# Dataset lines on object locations
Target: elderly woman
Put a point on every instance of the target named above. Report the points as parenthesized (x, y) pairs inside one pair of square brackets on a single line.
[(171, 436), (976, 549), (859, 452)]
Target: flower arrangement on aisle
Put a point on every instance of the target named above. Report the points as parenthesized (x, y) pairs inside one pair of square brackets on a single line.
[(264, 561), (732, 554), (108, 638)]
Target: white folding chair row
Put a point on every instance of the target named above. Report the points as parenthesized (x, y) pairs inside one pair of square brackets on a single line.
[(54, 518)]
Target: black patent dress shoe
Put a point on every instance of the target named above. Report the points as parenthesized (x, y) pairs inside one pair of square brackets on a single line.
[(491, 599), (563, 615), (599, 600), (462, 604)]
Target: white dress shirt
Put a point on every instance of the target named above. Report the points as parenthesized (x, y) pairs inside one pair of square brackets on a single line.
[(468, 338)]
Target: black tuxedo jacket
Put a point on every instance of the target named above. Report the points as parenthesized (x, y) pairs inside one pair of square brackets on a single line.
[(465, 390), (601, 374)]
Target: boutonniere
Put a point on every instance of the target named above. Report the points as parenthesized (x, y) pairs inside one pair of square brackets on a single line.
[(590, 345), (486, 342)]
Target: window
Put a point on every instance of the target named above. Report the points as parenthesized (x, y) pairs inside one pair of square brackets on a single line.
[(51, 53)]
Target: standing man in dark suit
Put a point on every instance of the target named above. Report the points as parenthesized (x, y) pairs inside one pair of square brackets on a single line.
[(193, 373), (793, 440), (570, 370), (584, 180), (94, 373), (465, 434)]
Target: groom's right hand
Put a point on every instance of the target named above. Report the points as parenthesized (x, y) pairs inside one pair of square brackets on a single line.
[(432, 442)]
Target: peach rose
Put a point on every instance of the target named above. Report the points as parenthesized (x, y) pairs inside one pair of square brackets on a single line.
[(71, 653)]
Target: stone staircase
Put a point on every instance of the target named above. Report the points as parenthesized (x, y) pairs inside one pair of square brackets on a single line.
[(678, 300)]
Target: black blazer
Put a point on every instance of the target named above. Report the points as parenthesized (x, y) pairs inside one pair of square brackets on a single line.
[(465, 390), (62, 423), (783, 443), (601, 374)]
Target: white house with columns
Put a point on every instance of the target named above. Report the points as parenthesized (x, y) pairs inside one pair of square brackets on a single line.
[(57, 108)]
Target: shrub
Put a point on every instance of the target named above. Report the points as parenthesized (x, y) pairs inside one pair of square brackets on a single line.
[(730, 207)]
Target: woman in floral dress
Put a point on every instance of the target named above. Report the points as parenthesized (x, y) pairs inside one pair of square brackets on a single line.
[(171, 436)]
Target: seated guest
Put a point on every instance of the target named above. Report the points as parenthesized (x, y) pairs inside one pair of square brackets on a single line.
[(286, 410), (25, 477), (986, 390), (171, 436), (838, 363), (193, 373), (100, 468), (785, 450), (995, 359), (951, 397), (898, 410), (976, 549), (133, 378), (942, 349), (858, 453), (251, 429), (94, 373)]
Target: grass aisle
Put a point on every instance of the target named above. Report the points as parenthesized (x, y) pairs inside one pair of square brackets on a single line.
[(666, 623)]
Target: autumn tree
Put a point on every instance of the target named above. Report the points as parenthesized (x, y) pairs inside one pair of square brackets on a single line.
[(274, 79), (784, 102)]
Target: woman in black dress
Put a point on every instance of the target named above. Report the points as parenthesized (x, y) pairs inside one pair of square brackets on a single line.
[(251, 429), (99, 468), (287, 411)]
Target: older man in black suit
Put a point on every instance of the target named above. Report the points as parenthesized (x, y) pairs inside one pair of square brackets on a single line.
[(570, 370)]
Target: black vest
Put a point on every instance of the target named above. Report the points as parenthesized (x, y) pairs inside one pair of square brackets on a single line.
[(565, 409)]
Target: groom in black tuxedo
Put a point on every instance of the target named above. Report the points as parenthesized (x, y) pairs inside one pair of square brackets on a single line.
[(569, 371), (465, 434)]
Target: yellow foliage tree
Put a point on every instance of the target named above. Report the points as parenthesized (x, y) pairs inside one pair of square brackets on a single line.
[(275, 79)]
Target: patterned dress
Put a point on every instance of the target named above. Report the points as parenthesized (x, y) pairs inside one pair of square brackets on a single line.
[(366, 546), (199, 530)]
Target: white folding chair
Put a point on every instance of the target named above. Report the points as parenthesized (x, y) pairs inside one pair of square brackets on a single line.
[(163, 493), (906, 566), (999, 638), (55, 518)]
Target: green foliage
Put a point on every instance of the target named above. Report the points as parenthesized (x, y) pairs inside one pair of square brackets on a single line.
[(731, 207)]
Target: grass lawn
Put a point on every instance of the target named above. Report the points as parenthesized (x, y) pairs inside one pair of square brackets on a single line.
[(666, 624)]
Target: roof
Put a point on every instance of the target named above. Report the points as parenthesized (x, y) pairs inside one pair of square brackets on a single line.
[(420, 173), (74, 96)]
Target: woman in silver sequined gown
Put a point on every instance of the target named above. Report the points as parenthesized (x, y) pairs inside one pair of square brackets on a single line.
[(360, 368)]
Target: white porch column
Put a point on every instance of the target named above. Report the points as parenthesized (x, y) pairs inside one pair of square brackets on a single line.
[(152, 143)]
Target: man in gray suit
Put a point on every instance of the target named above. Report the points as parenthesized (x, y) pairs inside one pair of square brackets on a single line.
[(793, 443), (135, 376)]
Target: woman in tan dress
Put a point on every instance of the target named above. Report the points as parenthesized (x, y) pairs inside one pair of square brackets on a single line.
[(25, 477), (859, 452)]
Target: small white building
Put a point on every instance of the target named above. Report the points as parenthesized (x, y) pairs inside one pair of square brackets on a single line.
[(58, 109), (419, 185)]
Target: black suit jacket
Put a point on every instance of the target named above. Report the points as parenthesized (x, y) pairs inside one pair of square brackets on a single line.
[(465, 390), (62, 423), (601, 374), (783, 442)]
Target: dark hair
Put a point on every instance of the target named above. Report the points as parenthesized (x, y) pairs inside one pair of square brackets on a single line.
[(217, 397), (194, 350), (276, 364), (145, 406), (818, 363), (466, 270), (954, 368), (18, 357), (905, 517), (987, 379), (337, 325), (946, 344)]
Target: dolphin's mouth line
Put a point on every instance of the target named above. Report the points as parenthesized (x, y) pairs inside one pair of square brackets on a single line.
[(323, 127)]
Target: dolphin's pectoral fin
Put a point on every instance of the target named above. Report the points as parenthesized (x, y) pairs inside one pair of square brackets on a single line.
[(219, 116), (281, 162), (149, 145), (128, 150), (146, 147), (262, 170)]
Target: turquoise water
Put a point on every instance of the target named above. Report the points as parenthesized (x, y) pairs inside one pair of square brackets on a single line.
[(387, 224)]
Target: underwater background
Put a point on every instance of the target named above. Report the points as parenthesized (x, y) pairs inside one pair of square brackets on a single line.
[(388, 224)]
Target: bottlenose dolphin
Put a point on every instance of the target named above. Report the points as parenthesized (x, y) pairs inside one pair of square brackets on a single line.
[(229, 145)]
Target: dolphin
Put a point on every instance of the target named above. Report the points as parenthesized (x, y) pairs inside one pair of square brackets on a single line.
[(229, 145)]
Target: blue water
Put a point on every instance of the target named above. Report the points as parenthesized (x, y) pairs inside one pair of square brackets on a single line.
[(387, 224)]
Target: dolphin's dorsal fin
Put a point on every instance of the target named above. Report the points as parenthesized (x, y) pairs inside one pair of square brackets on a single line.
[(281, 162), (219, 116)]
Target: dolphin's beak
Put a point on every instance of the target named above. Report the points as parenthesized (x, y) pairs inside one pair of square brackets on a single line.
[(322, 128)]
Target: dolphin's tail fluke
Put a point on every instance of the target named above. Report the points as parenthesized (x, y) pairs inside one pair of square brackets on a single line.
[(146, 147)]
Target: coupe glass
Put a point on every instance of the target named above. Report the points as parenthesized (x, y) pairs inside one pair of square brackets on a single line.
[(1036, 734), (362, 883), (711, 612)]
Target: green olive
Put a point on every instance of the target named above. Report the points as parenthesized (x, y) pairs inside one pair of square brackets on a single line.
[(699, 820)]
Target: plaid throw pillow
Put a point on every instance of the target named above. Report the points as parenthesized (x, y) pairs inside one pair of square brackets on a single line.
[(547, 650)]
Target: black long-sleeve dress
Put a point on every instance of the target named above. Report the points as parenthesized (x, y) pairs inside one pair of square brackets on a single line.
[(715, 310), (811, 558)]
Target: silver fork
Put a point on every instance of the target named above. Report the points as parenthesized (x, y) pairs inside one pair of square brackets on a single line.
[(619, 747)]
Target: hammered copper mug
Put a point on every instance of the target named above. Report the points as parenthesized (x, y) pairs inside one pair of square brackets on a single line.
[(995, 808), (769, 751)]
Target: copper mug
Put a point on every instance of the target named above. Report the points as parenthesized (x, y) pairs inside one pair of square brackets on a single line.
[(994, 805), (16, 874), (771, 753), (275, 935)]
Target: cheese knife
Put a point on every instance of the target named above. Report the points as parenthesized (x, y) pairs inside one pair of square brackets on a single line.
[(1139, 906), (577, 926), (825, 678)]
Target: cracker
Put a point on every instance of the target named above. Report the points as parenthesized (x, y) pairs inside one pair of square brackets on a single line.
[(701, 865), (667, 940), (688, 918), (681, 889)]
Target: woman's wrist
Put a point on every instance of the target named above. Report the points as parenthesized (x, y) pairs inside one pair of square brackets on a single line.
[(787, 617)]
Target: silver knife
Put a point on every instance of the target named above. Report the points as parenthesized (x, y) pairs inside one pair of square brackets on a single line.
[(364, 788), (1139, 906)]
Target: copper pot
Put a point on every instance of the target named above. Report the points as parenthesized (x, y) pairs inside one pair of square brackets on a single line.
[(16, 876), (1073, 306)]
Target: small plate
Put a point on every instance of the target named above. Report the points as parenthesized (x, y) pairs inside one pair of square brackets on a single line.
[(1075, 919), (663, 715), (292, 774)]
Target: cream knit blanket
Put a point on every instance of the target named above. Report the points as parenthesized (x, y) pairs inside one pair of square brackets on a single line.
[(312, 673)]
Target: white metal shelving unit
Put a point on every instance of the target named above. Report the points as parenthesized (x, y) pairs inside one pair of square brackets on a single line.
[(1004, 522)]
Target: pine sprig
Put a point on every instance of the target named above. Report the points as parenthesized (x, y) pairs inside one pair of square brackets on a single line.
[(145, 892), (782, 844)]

# Written exercise
Update the lines starting at "Target: white folding chair row" and ending at "[(54, 518)]" by replacing "folding" with "wooden", leaving everything else unchanged. Provide only those lines.

# Output of the task
Target: white wooden chair row
Put a point on every instance of the target named above. Report the points as parenthesized (x, y) pairs inside one pair of square brackets on a single line.
[(54, 518)]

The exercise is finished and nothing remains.